:: Listed entries

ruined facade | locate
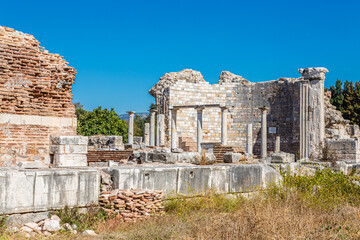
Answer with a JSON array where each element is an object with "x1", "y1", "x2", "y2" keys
[
  {"x1": 0, "y1": 26, "x2": 76, "y2": 166},
  {"x1": 149, "y1": 68, "x2": 357, "y2": 161}
]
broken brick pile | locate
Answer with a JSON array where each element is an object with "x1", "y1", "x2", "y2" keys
[{"x1": 99, "y1": 189, "x2": 164, "y2": 222}]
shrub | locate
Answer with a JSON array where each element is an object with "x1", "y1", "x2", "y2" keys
[{"x1": 265, "y1": 168, "x2": 360, "y2": 209}]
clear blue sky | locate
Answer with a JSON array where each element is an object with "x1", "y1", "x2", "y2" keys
[{"x1": 0, "y1": 0, "x2": 360, "y2": 113}]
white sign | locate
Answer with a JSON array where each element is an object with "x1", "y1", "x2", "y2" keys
[{"x1": 269, "y1": 127, "x2": 276, "y2": 133}]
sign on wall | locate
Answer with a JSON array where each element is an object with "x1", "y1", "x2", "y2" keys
[{"x1": 269, "y1": 127, "x2": 276, "y2": 133}]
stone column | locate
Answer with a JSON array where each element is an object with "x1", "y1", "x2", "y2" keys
[
  {"x1": 144, "y1": 123, "x2": 150, "y2": 146},
  {"x1": 274, "y1": 136, "x2": 280, "y2": 153},
  {"x1": 156, "y1": 114, "x2": 165, "y2": 146},
  {"x1": 259, "y1": 107, "x2": 268, "y2": 158},
  {"x1": 220, "y1": 106, "x2": 228, "y2": 145},
  {"x1": 299, "y1": 67, "x2": 329, "y2": 158},
  {"x1": 170, "y1": 108, "x2": 178, "y2": 149},
  {"x1": 195, "y1": 107, "x2": 204, "y2": 152},
  {"x1": 149, "y1": 109, "x2": 156, "y2": 146},
  {"x1": 127, "y1": 111, "x2": 135, "y2": 145},
  {"x1": 246, "y1": 123, "x2": 253, "y2": 155}
]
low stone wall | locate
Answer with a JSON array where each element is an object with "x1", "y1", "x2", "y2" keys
[
  {"x1": 86, "y1": 150, "x2": 133, "y2": 164},
  {"x1": 327, "y1": 138, "x2": 360, "y2": 163},
  {"x1": 0, "y1": 168, "x2": 100, "y2": 214},
  {"x1": 102, "y1": 164, "x2": 279, "y2": 194}
]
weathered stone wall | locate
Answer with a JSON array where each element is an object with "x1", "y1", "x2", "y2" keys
[
  {"x1": 0, "y1": 168, "x2": 100, "y2": 214},
  {"x1": 102, "y1": 164, "x2": 281, "y2": 195},
  {"x1": 150, "y1": 70, "x2": 300, "y2": 154},
  {"x1": 0, "y1": 26, "x2": 76, "y2": 166}
]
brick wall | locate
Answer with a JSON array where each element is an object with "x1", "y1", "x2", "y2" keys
[{"x1": 0, "y1": 26, "x2": 76, "y2": 166}]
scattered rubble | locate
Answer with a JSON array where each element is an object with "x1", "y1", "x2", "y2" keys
[{"x1": 99, "y1": 189, "x2": 164, "y2": 222}]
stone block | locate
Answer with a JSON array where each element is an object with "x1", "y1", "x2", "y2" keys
[
  {"x1": 229, "y1": 164, "x2": 264, "y2": 192},
  {"x1": 192, "y1": 152, "x2": 216, "y2": 165},
  {"x1": 17, "y1": 160, "x2": 49, "y2": 169},
  {"x1": 50, "y1": 144, "x2": 88, "y2": 154},
  {"x1": 148, "y1": 152, "x2": 178, "y2": 164},
  {"x1": 223, "y1": 152, "x2": 243, "y2": 163},
  {"x1": 178, "y1": 166, "x2": 211, "y2": 194},
  {"x1": 51, "y1": 136, "x2": 88, "y2": 145},
  {"x1": 270, "y1": 152, "x2": 295, "y2": 163},
  {"x1": 88, "y1": 136, "x2": 125, "y2": 150},
  {"x1": 54, "y1": 154, "x2": 87, "y2": 167},
  {"x1": 141, "y1": 167, "x2": 178, "y2": 194},
  {"x1": 178, "y1": 152, "x2": 201, "y2": 163}
]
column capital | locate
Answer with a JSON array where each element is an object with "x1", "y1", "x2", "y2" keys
[
  {"x1": 219, "y1": 104, "x2": 229, "y2": 111},
  {"x1": 195, "y1": 106, "x2": 205, "y2": 112},
  {"x1": 169, "y1": 107, "x2": 180, "y2": 112},
  {"x1": 259, "y1": 106, "x2": 269, "y2": 112}
]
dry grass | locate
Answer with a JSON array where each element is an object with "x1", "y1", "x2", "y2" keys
[
  {"x1": 2, "y1": 170, "x2": 360, "y2": 239},
  {"x1": 93, "y1": 195, "x2": 360, "y2": 239}
]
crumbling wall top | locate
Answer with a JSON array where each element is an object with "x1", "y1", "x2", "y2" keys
[
  {"x1": 219, "y1": 71, "x2": 250, "y2": 84},
  {"x1": 299, "y1": 67, "x2": 329, "y2": 80},
  {"x1": 149, "y1": 69, "x2": 206, "y2": 97}
]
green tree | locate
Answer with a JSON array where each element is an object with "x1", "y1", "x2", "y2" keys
[
  {"x1": 134, "y1": 103, "x2": 156, "y2": 137},
  {"x1": 75, "y1": 104, "x2": 128, "y2": 142},
  {"x1": 329, "y1": 80, "x2": 360, "y2": 125}
]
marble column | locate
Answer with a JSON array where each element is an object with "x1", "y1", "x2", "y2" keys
[
  {"x1": 170, "y1": 108, "x2": 178, "y2": 149},
  {"x1": 299, "y1": 67, "x2": 329, "y2": 158},
  {"x1": 246, "y1": 123, "x2": 253, "y2": 155},
  {"x1": 220, "y1": 106, "x2": 228, "y2": 145},
  {"x1": 195, "y1": 107, "x2": 204, "y2": 152},
  {"x1": 259, "y1": 107, "x2": 268, "y2": 158},
  {"x1": 149, "y1": 109, "x2": 156, "y2": 146},
  {"x1": 127, "y1": 111, "x2": 135, "y2": 145},
  {"x1": 144, "y1": 123, "x2": 150, "y2": 146},
  {"x1": 156, "y1": 114, "x2": 165, "y2": 146},
  {"x1": 274, "y1": 136, "x2": 280, "y2": 153}
]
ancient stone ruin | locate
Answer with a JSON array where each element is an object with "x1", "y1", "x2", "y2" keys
[
  {"x1": 0, "y1": 26, "x2": 360, "y2": 233},
  {"x1": 0, "y1": 26, "x2": 76, "y2": 166},
  {"x1": 149, "y1": 67, "x2": 360, "y2": 163}
]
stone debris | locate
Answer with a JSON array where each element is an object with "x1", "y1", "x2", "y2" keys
[
  {"x1": 42, "y1": 219, "x2": 60, "y2": 232},
  {"x1": 270, "y1": 152, "x2": 295, "y2": 163},
  {"x1": 99, "y1": 189, "x2": 164, "y2": 222},
  {"x1": 223, "y1": 152, "x2": 246, "y2": 163},
  {"x1": 88, "y1": 135, "x2": 125, "y2": 151},
  {"x1": 14, "y1": 215, "x2": 76, "y2": 238}
]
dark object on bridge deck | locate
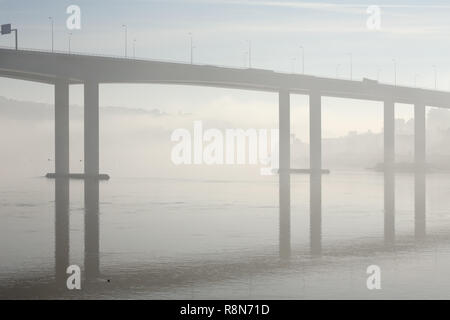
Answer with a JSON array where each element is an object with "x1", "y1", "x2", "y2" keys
[
  {"x1": 274, "y1": 169, "x2": 330, "y2": 174},
  {"x1": 45, "y1": 173, "x2": 110, "y2": 180},
  {"x1": 368, "y1": 162, "x2": 442, "y2": 173}
]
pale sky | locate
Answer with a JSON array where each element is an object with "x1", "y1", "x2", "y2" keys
[{"x1": 0, "y1": 0, "x2": 450, "y2": 139}]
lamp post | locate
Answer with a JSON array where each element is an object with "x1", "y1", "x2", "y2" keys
[
  {"x1": 122, "y1": 24, "x2": 128, "y2": 58},
  {"x1": 348, "y1": 53, "x2": 353, "y2": 80},
  {"x1": 433, "y1": 65, "x2": 437, "y2": 90},
  {"x1": 0, "y1": 23, "x2": 18, "y2": 50},
  {"x1": 48, "y1": 17, "x2": 54, "y2": 52},
  {"x1": 248, "y1": 40, "x2": 252, "y2": 69},
  {"x1": 69, "y1": 32, "x2": 72, "y2": 54},
  {"x1": 189, "y1": 32, "x2": 194, "y2": 64},
  {"x1": 300, "y1": 46, "x2": 305, "y2": 74},
  {"x1": 392, "y1": 59, "x2": 397, "y2": 85}
]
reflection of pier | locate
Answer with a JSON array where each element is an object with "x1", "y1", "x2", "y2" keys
[
  {"x1": 0, "y1": 49, "x2": 442, "y2": 279},
  {"x1": 279, "y1": 91, "x2": 426, "y2": 258}
]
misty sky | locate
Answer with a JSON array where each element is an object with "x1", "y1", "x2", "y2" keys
[{"x1": 0, "y1": 0, "x2": 450, "y2": 139}]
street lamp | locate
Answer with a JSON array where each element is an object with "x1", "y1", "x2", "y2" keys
[
  {"x1": 122, "y1": 24, "x2": 128, "y2": 58},
  {"x1": 348, "y1": 53, "x2": 353, "y2": 80},
  {"x1": 48, "y1": 17, "x2": 54, "y2": 52},
  {"x1": 1, "y1": 23, "x2": 18, "y2": 50},
  {"x1": 291, "y1": 58, "x2": 297, "y2": 73},
  {"x1": 69, "y1": 32, "x2": 72, "y2": 54},
  {"x1": 392, "y1": 59, "x2": 397, "y2": 85},
  {"x1": 433, "y1": 65, "x2": 437, "y2": 90},
  {"x1": 248, "y1": 40, "x2": 252, "y2": 69},
  {"x1": 300, "y1": 46, "x2": 305, "y2": 74},
  {"x1": 189, "y1": 32, "x2": 194, "y2": 64}
]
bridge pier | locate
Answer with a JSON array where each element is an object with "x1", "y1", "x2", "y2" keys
[
  {"x1": 414, "y1": 102, "x2": 426, "y2": 239},
  {"x1": 384, "y1": 100, "x2": 395, "y2": 245},
  {"x1": 54, "y1": 80, "x2": 70, "y2": 177},
  {"x1": 84, "y1": 80, "x2": 99, "y2": 178},
  {"x1": 55, "y1": 177, "x2": 70, "y2": 286},
  {"x1": 309, "y1": 91, "x2": 322, "y2": 255},
  {"x1": 278, "y1": 90, "x2": 291, "y2": 259},
  {"x1": 84, "y1": 80, "x2": 100, "y2": 280},
  {"x1": 84, "y1": 178, "x2": 100, "y2": 280}
]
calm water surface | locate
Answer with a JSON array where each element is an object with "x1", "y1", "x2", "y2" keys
[{"x1": 0, "y1": 171, "x2": 450, "y2": 299}]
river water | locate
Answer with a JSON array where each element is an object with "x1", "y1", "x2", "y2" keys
[{"x1": 0, "y1": 171, "x2": 450, "y2": 299}]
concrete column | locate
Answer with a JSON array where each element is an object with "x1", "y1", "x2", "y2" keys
[
  {"x1": 84, "y1": 178, "x2": 100, "y2": 280},
  {"x1": 384, "y1": 100, "x2": 395, "y2": 245},
  {"x1": 279, "y1": 90, "x2": 291, "y2": 258},
  {"x1": 84, "y1": 80, "x2": 100, "y2": 178},
  {"x1": 55, "y1": 176, "x2": 70, "y2": 287},
  {"x1": 309, "y1": 92, "x2": 322, "y2": 255},
  {"x1": 414, "y1": 103, "x2": 426, "y2": 239},
  {"x1": 55, "y1": 80, "x2": 70, "y2": 176}
]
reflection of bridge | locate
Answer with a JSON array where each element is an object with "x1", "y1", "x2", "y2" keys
[{"x1": 0, "y1": 49, "x2": 444, "y2": 276}]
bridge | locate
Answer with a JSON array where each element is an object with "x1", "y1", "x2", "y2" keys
[{"x1": 0, "y1": 49, "x2": 444, "y2": 275}]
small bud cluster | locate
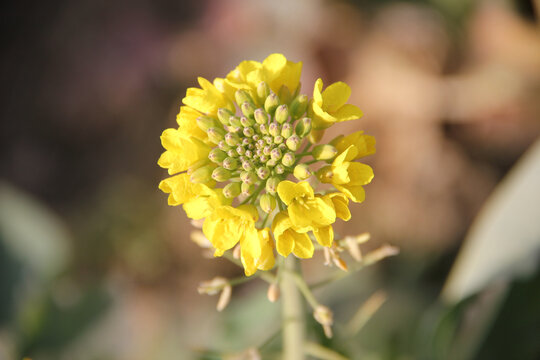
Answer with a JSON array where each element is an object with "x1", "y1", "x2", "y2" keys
[{"x1": 199, "y1": 82, "x2": 316, "y2": 212}]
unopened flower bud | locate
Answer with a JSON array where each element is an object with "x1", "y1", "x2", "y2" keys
[
  {"x1": 268, "y1": 121, "x2": 281, "y2": 136},
  {"x1": 266, "y1": 176, "x2": 281, "y2": 195},
  {"x1": 234, "y1": 89, "x2": 253, "y2": 105},
  {"x1": 218, "y1": 108, "x2": 234, "y2": 125},
  {"x1": 264, "y1": 93, "x2": 279, "y2": 115},
  {"x1": 257, "y1": 81, "x2": 270, "y2": 103},
  {"x1": 240, "y1": 171, "x2": 257, "y2": 184},
  {"x1": 289, "y1": 94, "x2": 308, "y2": 119},
  {"x1": 223, "y1": 157, "x2": 239, "y2": 170},
  {"x1": 270, "y1": 148, "x2": 283, "y2": 160},
  {"x1": 274, "y1": 105, "x2": 289, "y2": 124},
  {"x1": 253, "y1": 109, "x2": 268, "y2": 124},
  {"x1": 312, "y1": 144, "x2": 337, "y2": 160},
  {"x1": 257, "y1": 166, "x2": 270, "y2": 180},
  {"x1": 293, "y1": 164, "x2": 312, "y2": 180},
  {"x1": 206, "y1": 127, "x2": 225, "y2": 144},
  {"x1": 197, "y1": 116, "x2": 221, "y2": 131},
  {"x1": 242, "y1": 160, "x2": 255, "y2": 171},
  {"x1": 190, "y1": 165, "x2": 214, "y2": 184},
  {"x1": 208, "y1": 148, "x2": 227, "y2": 164},
  {"x1": 278, "y1": 85, "x2": 292, "y2": 104},
  {"x1": 259, "y1": 194, "x2": 277, "y2": 213},
  {"x1": 223, "y1": 182, "x2": 242, "y2": 199},
  {"x1": 281, "y1": 123, "x2": 293, "y2": 139},
  {"x1": 229, "y1": 116, "x2": 242, "y2": 128},
  {"x1": 281, "y1": 152, "x2": 295, "y2": 166},
  {"x1": 240, "y1": 182, "x2": 255, "y2": 196},
  {"x1": 225, "y1": 132, "x2": 240, "y2": 146},
  {"x1": 218, "y1": 139, "x2": 231, "y2": 151},
  {"x1": 240, "y1": 101, "x2": 255, "y2": 121},
  {"x1": 285, "y1": 135, "x2": 302, "y2": 151},
  {"x1": 294, "y1": 118, "x2": 311, "y2": 137}
]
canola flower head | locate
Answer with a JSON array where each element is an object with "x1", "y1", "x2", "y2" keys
[{"x1": 158, "y1": 54, "x2": 375, "y2": 276}]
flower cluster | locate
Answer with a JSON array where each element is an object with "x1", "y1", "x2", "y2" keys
[{"x1": 158, "y1": 54, "x2": 375, "y2": 276}]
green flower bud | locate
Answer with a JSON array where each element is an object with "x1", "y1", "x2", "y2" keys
[
  {"x1": 197, "y1": 116, "x2": 221, "y2": 131},
  {"x1": 294, "y1": 118, "x2": 311, "y2": 137},
  {"x1": 268, "y1": 121, "x2": 281, "y2": 136},
  {"x1": 274, "y1": 105, "x2": 289, "y2": 124},
  {"x1": 240, "y1": 101, "x2": 255, "y2": 118},
  {"x1": 206, "y1": 127, "x2": 225, "y2": 144},
  {"x1": 281, "y1": 152, "x2": 296, "y2": 167},
  {"x1": 265, "y1": 176, "x2": 281, "y2": 195},
  {"x1": 240, "y1": 171, "x2": 257, "y2": 184},
  {"x1": 264, "y1": 93, "x2": 279, "y2": 115},
  {"x1": 240, "y1": 116, "x2": 255, "y2": 127},
  {"x1": 208, "y1": 148, "x2": 227, "y2": 164},
  {"x1": 285, "y1": 135, "x2": 302, "y2": 151},
  {"x1": 218, "y1": 108, "x2": 234, "y2": 125},
  {"x1": 312, "y1": 144, "x2": 337, "y2": 160},
  {"x1": 242, "y1": 160, "x2": 255, "y2": 171},
  {"x1": 223, "y1": 157, "x2": 239, "y2": 170},
  {"x1": 225, "y1": 132, "x2": 240, "y2": 146},
  {"x1": 234, "y1": 89, "x2": 253, "y2": 105},
  {"x1": 293, "y1": 164, "x2": 312, "y2": 180},
  {"x1": 281, "y1": 123, "x2": 293, "y2": 139},
  {"x1": 242, "y1": 127, "x2": 255, "y2": 137},
  {"x1": 236, "y1": 145, "x2": 246, "y2": 155},
  {"x1": 229, "y1": 116, "x2": 242, "y2": 128},
  {"x1": 289, "y1": 95, "x2": 309, "y2": 119},
  {"x1": 278, "y1": 85, "x2": 293, "y2": 104},
  {"x1": 257, "y1": 166, "x2": 270, "y2": 180},
  {"x1": 218, "y1": 140, "x2": 231, "y2": 151},
  {"x1": 240, "y1": 182, "x2": 255, "y2": 196},
  {"x1": 257, "y1": 81, "x2": 270, "y2": 104},
  {"x1": 190, "y1": 165, "x2": 214, "y2": 184},
  {"x1": 270, "y1": 148, "x2": 282, "y2": 160},
  {"x1": 253, "y1": 109, "x2": 268, "y2": 124},
  {"x1": 223, "y1": 182, "x2": 242, "y2": 199},
  {"x1": 259, "y1": 124, "x2": 268, "y2": 135},
  {"x1": 212, "y1": 167, "x2": 232, "y2": 182},
  {"x1": 259, "y1": 194, "x2": 277, "y2": 214}
]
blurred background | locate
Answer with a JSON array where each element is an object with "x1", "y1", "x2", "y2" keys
[{"x1": 0, "y1": 0, "x2": 540, "y2": 360}]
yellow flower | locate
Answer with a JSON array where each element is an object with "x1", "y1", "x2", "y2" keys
[
  {"x1": 277, "y1": 180, "x2": 336, "y2": 230},
  {"x1": 158, "y1": 129, "x2": 210, "y2": 175},
  {"x1": 203, "y1": 205, "x2": 262, "y2": 275},
  {"x1": 308, "y1": 79, "x2": 363, "y2": 130},
  {"x1": 330, "y1": 131, "x2": 375, "y2": 160},
  {"x1": 272, "y1": 211, "x2": 315, "y2": 259},
  {"x1": 182, "y1": 77, "x2": 235, "y2": 115},
  {"x1": 317, "y1": 145, "x2": 373, "y2": 202}
]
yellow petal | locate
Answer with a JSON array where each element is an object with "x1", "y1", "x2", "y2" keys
[
  {"x1": 313, "y1": 225, "x2": 334, "y2": 247},
  {"x1": 322, "y1": 81, "x2": 351, "y2": 113}
]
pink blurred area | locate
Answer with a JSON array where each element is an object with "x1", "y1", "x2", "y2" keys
[{"x1": 0, "y1": 0, "x2": 540, "y2": 359}]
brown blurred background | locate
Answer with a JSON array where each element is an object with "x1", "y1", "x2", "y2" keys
[{"x1": 0, "y1": 0, "x2": 540, "y2": 359}]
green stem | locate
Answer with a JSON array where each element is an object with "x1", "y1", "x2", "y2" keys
[{"x1": 280, "y1": 255, "x2": 305, "y2": 360}]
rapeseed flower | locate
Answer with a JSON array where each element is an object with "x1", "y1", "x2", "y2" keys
[{"x1": 158, "y1": 54, "x2": 375, "y2": 276}]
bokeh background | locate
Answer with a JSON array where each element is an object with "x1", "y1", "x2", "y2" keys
[{"x1": 0, "y1": 0, "x2": 540, "y2": 360}]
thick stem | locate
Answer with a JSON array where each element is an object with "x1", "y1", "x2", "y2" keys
[{"x1": 280, "y1": 255, "x2": 305, "y2": 360}]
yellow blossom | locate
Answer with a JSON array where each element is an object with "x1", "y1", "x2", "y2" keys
[
  {"x1": 330, "y1": 131, "x2": 375, "y2": 160},
  {"x1": 158, "y1": 129, "x2": 210, "y2": 175},
  {"x1": 277, "y1": 180, "x2": 336, "y2": 229},
  {"x1": 272, "y1": 211, "x2": 315, "y2": 259},
  {"x1": 317, "y1": 145, "x2": 373, "y2": 202},
  {"x1": 309, "y1": 79, "x2": 363, "y2": 130}
]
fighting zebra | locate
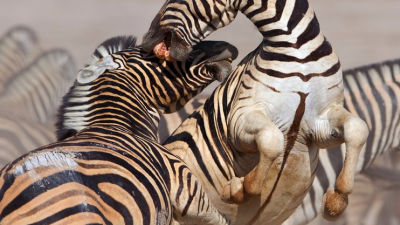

::::

> _Set task_:
Copy out every line of the items above that contains the string "sign". Case counts.

> _Output for this task_:
white sign | locate
sign on wall | locate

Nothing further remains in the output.